### Input

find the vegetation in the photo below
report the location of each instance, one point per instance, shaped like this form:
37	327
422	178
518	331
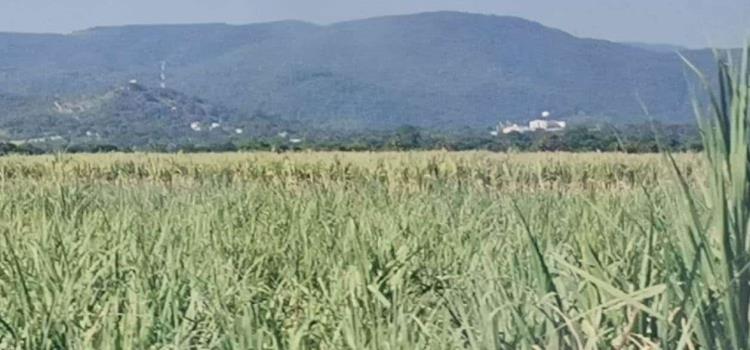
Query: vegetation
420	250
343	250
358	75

### The task
Pictures are not part of the copy; transcribe the rest of the data verbatim.

### Output for this task
find the vegetation in the photo below
report the location of each instance, one point per instance, shaped like this form:
37	327
422	178
518	331
Query: vegetation
420	250
343	250
358	75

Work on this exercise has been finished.